**Directive:**
Can you copy out the entries from the line containing "Check that every instance of the gray" through the line containing "[[154, 209]]", both included and requests too, with each coordinate in the answers multiplied by 1.6 and rounded to a whole number, halves up? Leave the requests and their sample coordinates unchanged.

-- start Exercise inputs --

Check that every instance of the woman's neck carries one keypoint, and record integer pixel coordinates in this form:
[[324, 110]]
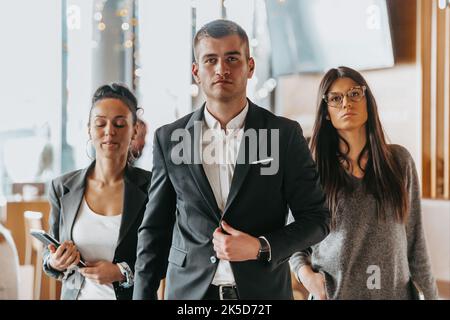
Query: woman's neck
[[356, 140], [109, 171]]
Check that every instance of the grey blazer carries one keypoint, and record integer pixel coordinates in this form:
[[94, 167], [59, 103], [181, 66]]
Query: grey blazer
[[65, 196]]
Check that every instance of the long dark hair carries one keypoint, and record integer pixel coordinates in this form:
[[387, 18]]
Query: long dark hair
[[382, 175]]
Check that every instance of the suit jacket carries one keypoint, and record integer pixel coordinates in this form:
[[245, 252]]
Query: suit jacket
[[175, 237], [65, 197]]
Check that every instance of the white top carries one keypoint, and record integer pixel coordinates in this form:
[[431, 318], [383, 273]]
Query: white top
[[9, 262], [96, 238], [220, 151]]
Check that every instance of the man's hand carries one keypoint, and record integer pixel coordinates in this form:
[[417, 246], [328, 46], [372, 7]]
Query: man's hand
[[102, 272], [314, 282], [236, 245]]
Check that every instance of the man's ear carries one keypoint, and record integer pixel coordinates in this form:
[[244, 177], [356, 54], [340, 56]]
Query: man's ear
[[251, 67], [195, 72]]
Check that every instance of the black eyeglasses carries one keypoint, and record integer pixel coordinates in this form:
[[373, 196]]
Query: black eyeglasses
[[336, 99]]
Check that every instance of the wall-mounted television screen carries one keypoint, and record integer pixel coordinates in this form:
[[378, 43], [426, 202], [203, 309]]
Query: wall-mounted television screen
[[315, 35]]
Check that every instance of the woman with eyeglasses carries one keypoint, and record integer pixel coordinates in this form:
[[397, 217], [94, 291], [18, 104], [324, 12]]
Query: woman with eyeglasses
[[376, 248], [96, 211]]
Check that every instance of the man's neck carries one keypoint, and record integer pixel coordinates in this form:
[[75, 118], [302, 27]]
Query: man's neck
[[225, 111]]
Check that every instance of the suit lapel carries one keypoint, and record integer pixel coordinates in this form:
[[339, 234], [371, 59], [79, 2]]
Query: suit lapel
[[252, 121], [195, 167], [70, 202], [134, 199]]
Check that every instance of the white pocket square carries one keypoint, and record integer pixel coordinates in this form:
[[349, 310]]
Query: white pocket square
[[264, 161]]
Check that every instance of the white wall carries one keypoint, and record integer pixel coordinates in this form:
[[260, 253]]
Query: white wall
[[436, 220]]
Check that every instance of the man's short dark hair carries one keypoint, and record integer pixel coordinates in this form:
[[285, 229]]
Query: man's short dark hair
[[221, 28]]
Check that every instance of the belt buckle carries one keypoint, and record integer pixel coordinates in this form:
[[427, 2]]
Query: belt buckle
[[221, 295]]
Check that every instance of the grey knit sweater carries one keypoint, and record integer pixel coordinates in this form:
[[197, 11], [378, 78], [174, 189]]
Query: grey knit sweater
[[364, 258]]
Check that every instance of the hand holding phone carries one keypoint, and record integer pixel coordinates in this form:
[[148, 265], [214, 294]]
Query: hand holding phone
[[62, 255]]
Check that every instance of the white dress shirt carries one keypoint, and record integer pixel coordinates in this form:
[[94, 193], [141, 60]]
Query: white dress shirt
[[96, 238], [220, 150]]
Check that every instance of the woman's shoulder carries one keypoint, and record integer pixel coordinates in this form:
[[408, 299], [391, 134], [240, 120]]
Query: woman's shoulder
[[62, 179], [140, 173]]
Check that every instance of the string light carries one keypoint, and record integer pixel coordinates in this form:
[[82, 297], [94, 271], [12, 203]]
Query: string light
[[101, 26], [128, 44]]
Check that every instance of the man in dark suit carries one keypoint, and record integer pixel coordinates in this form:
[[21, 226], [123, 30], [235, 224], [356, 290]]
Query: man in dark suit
[[215, 224]]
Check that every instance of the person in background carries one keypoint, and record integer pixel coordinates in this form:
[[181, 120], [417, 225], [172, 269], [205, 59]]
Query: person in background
[[96, 211], [376, 248]]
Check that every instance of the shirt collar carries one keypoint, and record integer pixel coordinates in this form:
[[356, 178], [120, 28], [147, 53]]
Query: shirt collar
[[235, 123]]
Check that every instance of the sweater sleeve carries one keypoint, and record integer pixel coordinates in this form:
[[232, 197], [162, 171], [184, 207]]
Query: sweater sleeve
[[299, 259], [418, 258]]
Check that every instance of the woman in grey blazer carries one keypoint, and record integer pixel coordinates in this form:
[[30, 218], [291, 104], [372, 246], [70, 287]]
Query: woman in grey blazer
[[96, 211]]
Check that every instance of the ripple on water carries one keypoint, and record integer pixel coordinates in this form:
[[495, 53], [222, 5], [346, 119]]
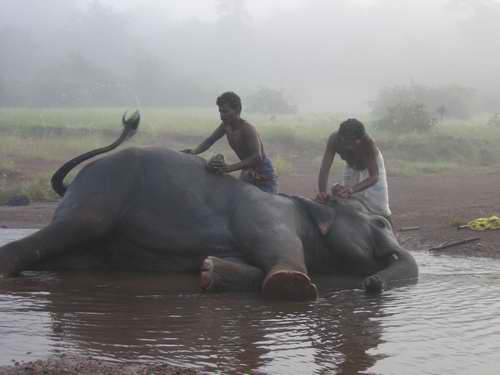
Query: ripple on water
[[446, 323]]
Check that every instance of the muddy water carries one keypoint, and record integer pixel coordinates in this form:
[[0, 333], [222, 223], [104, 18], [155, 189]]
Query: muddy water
[[448, 323]]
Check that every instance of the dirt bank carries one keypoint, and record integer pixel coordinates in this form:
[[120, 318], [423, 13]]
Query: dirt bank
[[436, 204]]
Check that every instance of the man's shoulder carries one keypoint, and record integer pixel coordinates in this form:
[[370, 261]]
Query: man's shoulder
[[333, 138], [248, 127]]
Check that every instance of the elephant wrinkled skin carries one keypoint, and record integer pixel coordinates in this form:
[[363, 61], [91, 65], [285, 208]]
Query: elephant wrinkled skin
[[155, 209]]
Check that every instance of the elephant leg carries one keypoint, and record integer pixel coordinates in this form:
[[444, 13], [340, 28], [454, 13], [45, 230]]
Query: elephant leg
[[287, 277], [218, 274], [53, 240], [289, 285], [402, 267]]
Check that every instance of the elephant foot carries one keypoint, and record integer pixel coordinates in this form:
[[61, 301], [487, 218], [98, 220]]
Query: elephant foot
[[8, 269], [219, 274], [373, 284], [289, 285]]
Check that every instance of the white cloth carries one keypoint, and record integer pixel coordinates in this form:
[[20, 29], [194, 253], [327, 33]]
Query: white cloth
[[376, 197]]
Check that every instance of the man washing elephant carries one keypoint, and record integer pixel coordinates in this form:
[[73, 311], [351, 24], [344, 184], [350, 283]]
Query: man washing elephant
[[256, 168], [364, 174], [153, 209]]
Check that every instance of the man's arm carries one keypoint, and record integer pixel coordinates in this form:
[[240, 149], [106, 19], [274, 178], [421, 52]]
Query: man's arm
[[372, 178], [326, 164], [207, 143], [252, 139]]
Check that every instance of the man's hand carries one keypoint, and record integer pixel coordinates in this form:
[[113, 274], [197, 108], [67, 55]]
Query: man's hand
[[216, 164], [342, 191], [322, 197]]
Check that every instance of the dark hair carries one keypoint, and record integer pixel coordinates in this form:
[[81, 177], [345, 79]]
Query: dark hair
[[231, 99], [352, 128]]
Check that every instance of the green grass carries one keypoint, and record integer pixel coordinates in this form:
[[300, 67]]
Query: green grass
[[59, 134]]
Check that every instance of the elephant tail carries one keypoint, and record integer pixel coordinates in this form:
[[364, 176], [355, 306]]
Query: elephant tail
[[130, 126]]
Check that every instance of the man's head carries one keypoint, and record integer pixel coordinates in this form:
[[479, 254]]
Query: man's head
[[351, 132], [229, 106]]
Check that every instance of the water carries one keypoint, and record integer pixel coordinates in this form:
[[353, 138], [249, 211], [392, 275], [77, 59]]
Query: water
[[447, 323]]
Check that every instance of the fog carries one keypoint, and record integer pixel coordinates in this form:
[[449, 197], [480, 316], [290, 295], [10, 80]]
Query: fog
[[323, 55]]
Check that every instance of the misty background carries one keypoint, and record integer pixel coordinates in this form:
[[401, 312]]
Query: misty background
[[321, 55]]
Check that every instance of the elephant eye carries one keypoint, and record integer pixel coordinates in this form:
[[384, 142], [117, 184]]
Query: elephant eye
[[380, 222]]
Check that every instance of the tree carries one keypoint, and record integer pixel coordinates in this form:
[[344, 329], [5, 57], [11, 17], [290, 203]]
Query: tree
[[406, 117]]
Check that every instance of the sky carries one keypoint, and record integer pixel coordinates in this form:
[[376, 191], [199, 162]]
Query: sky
[[324, 55]]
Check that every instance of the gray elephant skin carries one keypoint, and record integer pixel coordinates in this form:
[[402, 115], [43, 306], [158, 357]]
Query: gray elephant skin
[[155, 209]]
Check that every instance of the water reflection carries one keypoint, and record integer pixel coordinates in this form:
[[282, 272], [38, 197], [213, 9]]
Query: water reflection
[[447, 323], [157, 319]]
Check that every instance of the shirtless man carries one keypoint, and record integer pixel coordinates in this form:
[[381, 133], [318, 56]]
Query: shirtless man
[[243, 138], [364, 174]]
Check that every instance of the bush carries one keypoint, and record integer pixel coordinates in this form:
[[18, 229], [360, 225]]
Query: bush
[[270, 102], [406, 117], [494, 120]]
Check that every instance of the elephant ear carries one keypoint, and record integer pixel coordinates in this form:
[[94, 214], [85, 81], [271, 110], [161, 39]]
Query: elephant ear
[[321, 215]]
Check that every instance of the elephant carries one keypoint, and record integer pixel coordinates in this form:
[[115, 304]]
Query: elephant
[[157, 209]]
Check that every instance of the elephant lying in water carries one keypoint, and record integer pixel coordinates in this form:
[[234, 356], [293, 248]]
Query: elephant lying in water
[[154, 209]]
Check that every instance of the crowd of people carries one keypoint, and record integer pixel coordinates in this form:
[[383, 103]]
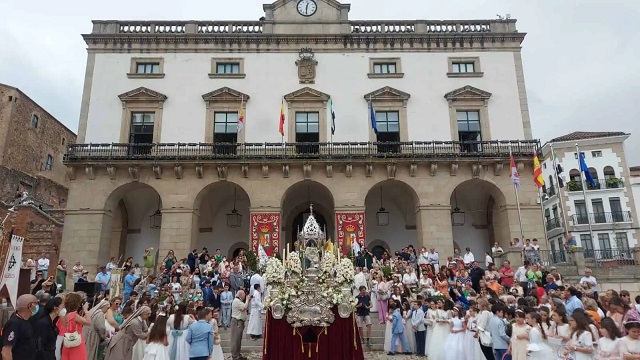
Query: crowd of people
[[453, 309], [461, 310], [175, 315]]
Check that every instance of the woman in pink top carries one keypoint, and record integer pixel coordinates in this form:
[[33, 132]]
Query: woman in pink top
[[76, 317]]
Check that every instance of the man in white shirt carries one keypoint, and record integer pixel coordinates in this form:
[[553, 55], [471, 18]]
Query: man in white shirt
[[434, 260], [360, 279], [468, 257], [589, 280], [43, 265]]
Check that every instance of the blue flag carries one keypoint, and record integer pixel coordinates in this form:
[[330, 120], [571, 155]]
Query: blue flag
[[585, 169], [372, 112]]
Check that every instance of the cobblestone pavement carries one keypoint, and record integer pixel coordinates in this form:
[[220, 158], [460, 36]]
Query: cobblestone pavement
[[372, 355]]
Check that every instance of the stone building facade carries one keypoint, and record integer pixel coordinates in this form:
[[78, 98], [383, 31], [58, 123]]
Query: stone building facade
[[160, 161], [32, 147]]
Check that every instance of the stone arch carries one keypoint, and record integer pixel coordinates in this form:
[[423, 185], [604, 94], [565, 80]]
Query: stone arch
[[486, 219], [235, 248], [212, 204], [129, 208], [400, 200]]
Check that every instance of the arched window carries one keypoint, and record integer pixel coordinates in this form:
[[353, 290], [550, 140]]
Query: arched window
[[609, 172], [34, 121], [574, 175]]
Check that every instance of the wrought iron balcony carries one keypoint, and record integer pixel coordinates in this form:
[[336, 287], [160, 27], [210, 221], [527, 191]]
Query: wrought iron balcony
[[552, 223], [416, 150], [611, 183], [602, 218]]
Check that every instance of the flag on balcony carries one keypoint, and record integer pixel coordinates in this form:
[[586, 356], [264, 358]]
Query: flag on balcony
[[585, 169], [515, 177], [537, 171], [241, 116], [559, 171], [281, 125], [333, 117], [372, 114]]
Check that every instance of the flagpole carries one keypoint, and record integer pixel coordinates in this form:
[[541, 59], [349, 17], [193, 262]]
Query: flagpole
[[563, 218], [583, 184], [546, 235], [515, 188]]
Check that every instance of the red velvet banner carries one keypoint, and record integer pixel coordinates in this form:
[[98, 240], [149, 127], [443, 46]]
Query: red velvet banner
[[350, 228], [265, 231]]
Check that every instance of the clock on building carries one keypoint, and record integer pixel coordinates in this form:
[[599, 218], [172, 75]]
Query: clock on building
[[307, 7]]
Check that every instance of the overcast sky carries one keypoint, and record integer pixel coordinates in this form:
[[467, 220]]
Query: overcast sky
[[580, 57]]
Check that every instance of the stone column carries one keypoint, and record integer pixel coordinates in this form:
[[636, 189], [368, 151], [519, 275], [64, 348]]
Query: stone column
[[179, 232], [434, 229], [86, 237]]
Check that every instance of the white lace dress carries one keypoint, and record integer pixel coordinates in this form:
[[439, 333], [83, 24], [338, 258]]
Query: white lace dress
[[538, 349]]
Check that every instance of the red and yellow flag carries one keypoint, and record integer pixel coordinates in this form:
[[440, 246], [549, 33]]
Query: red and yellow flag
[[281, 126], [537, 171]]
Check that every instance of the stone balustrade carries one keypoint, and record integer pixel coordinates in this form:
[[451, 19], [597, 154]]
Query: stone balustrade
[[260, 27]]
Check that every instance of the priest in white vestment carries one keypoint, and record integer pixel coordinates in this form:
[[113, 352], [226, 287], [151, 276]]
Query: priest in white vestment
[[254, 329]]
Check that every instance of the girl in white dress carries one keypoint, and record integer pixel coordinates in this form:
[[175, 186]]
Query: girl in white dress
[[157, 341], [441, 331], [630, 345], [217, 348], [560, 332], [538, 349], [471, 344], [454, 345], [429, 321], [408, 328], [580, 346], [609, 342], [178, 324]]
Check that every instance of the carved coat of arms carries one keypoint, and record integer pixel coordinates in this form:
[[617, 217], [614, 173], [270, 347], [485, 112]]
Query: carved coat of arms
[[306, 66]]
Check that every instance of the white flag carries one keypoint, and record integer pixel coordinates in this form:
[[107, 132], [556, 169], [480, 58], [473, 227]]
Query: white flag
[[12, 268]]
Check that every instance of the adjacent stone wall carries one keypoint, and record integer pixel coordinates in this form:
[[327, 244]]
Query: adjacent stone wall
[[25, 147], [42, 233]]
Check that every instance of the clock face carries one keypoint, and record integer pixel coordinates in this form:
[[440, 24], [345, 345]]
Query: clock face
[[307, 7]]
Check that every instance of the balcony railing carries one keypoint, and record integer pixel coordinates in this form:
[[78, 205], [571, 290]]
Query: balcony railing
[[263, 151], [552, 223], [622, 256], [602, 218], [612, 183]]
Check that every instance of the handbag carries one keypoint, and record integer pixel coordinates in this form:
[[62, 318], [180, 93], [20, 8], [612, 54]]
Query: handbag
[[71, 339]]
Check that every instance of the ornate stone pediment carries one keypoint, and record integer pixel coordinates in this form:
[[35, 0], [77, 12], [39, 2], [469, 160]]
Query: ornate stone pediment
[[306, 94], [467, 93], [225, 94], [387, 93], [142, 94]]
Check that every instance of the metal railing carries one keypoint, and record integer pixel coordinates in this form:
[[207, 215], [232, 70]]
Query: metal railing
[[552, 223], [612, 183], [622, 256], [307, 150], [602, 218], [554, 257]]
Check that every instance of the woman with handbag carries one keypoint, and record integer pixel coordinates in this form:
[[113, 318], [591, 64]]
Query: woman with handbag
[[70, 326], [95, 335]]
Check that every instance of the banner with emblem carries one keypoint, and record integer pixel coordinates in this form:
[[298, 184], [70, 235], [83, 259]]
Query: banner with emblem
[[265, 232], [12, 268], [350, 228]]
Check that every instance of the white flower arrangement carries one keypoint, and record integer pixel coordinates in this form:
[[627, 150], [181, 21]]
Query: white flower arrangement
[[345, 273], [294, 264], [275, 272]]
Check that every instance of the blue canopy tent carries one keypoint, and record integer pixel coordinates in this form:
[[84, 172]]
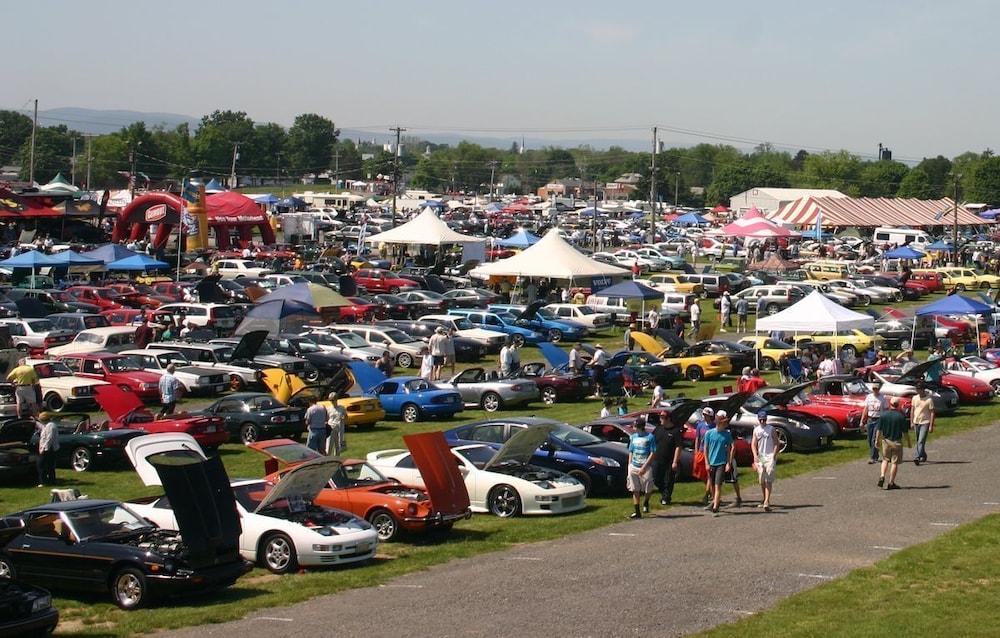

-- end Exercise inputs --

**Finished answer:**
Check that every instance of the gray elephant skin carries one keypoint, and record integer pixel coordinates in this form:
[[402, 115], [43, 306], [158, 357]]
Query: gray elephant skin
[[248, 334]]
Check that every instance of the water reflection carries one keypoint, and record integer pixel coordinates in this form:
[[282, 272], [38, 197], [213, 9]]
Query: water reflection
[[715, 517], [251, 510]]
Check that every instance of the shirtless man carries one keypoint, and record integer pixel coordinates in this form:
[[381, 133], [318, 56]]
Query: shirtless man
[[389, 221], [582, 278]]
Check that every instance of the bush carries one keypoint, and record integer pixel coordinates in this form:
[[18, 229], [360, 225]]
Query: bush
[[432, 163], [650, 187], [790, 192]]
Check that every instance of the elephant ear carries one keypoint, and record integer pixel coordinates in this form:
[[94, 214], [85, 81], [271, 110], [161, 39]]
Query: elephant ear
[[514, 344]]
Check that every instance of the elephant carries one keypoint, and record integer pixel coordinates in this form:
[[115, 304]]
Query: elephant
[[251, 334]]
Check that every instance of the elephant lying in water carries one keypoint, and record integer pixel coordinates in this form:
[[234, 356], [293, 248]]
Query: elephant lying in water
[[246, 334]]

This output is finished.